=== Texte ===
* * *

Jonglant entre la voix du patron et celle du militant engagé, il rappelle qu’un seul critère de recrutement est important à ses yeux : la motivation. « Même si le mec a deux mains gauches, je lui fais confiance pourvu qu’il soit motivé » ajoute-t-il d’un ton sérieux. Il fait marcher l’ascenseur social. Car, si la DDTE, la Direction départementale du travail et de l’emploi, lui reverse l’équivalent de 3% de son budget pour employer cette main d’œuvre en réinsertion, Yacine y est encore de sa poche : « 3% c’est bien maigre. Quand on emploie un ancien alcoolique, ou un ex prisonnier, il n’est pas du tout rentable au début. Ce n’est pas qu’une question de formation, mais aussi d’encadrement. » Mais la question n’est pas là : « On est une entreprise citoyenne ou on ne l’est pas ! »

* * *

=== Données fournies ===
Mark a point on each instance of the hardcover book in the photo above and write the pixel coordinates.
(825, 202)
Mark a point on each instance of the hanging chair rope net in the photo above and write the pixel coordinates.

* * *

=== Consigne ===
Reprenez, s'il vous plaît, le texte sur l'embauche de personnes en réinsertion par Yacine et prolongez-le juste après sa dernière phrase. Ce matériel provient d'une autre source.

=== Réponse ===
« J’ai embauché un jeune à l’époque qui dormait dans une cave. Il s’est accroché, aujourd’hui je le paie 2 000 euros et il a son appartement... On peut déplacer des montagnes à force de motivation », affirme-t-il plein d’enthousiasme. La motivation, il sait ce que c’est. Encore novice en BTP il y a dix ans, il pratique « l’autoformation », concept qui lui est cher. Cours du soir en Ingénierie du bâtiment puis en Droit, il met toutes les chances de son côté. Il parle même de sacrifice. N’est pas patron qui veut.

"La première année je n’avais aucun salaire, la deuxième j’étais au Smic mais ma famille m’a beaucoup encouragé », confesse t-il. Heureusement, ce grand gaillard de 1,85 m a de la ressource physique, et mentale surtout. Il saisit très vite l’intérêt, il le dit lui même, « de s’extraire du quartier, de compenser le manque de réseau par la réactivité ».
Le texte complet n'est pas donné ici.